'''

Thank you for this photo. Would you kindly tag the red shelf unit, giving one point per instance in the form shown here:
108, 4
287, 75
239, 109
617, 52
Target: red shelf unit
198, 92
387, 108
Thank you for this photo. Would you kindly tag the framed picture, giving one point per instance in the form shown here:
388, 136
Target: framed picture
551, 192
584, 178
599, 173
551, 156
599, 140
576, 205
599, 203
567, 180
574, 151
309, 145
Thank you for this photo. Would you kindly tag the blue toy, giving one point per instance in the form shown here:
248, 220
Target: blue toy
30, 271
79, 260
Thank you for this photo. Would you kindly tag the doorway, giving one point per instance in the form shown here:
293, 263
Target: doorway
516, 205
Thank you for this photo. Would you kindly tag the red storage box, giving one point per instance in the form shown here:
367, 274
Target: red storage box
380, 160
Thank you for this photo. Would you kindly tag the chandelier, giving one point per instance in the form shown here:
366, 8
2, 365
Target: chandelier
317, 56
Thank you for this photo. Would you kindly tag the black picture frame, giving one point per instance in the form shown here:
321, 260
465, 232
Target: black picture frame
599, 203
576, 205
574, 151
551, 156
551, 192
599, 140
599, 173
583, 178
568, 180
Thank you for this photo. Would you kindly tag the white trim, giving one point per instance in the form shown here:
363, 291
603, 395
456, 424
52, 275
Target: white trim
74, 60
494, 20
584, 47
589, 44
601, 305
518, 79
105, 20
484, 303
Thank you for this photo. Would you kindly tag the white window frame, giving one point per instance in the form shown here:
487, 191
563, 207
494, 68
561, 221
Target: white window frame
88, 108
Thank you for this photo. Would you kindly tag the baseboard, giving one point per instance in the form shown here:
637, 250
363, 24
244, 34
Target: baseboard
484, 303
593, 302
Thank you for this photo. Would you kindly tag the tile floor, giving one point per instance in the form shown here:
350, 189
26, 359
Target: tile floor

'''

## TO DO
Extract all of the data exactly as written.

## WRITTEN RESPONSE
Thank you for this photo. Would you kindly tag the red shelf unit, giving one point per instance in the form shown here:
108, 4
287, 75
239, 109
617, 52
Target: red shelf unit
198, 92
387, 108
Thank you for this photo. Would you kindly tag the framed picture, giving one point per instance in the form shown here:
388, 136
Target: framed picture
551, 192
584, 178
599, 173
551, 156
599, 140
576, 205
599, 203
567, 180
574, 151
309, 145
Thank you for this photo. Would you kindly tag the blue toy, giving one point per instance in the form shown here:
248, 220
Target: blue toy
30, 271
79, 260
Thank you for this photo. Would you kindly tag the doorway, giving one point per instance in the form shown here:
293, 263
Target: doorway
516, 205
Thank you for this photo. Would you kindly tag the red storage box, giving one point per instance in the form shown here:
367, 274
Target: red storage box
380, 160
Thank you for this photo. Would you kindly tag the chandelier, giving one point per instance in the form shown here:
366, 8
2, 365
Target: chandelier
317, 56
Thank you for this photo. Would you kindly tag the black picture frame, giving one point per instance in the form shown here:
321, 260
465, 232
Target: black picture frame
599, 203
576, 205
574, 151
551, 156
551, 192
599, 140
599, 173
583, 178
568, 180
Thank you for this photo. Would you kindly tag the white trim, giving one point per instance in the form shown here:
363, 291
603, 395
456, 424
52, 275
Target: white trim
74, 60
494, 20
584, 47
589, 44
601, 305
518, 79
105, 20
484, 303
Thank you for this photo. Would you kindly tag the white window frame, giving one point per instance in the form shown here:
487, 191
563, 207
494, 68
561, 221
Target: white window frame
88, 108
Thank you for this photo. Would you kindly tag the baseboard, giving one point per instance in the form shown here:
637, 250
363, 24
244, 34
Target: baseboard
484, 303
593, 302
Thank you for this photo. Would you kindly tag the tile floor, giving one point per instance in the form shown here:
350, 189
26, 359
Target: tile floor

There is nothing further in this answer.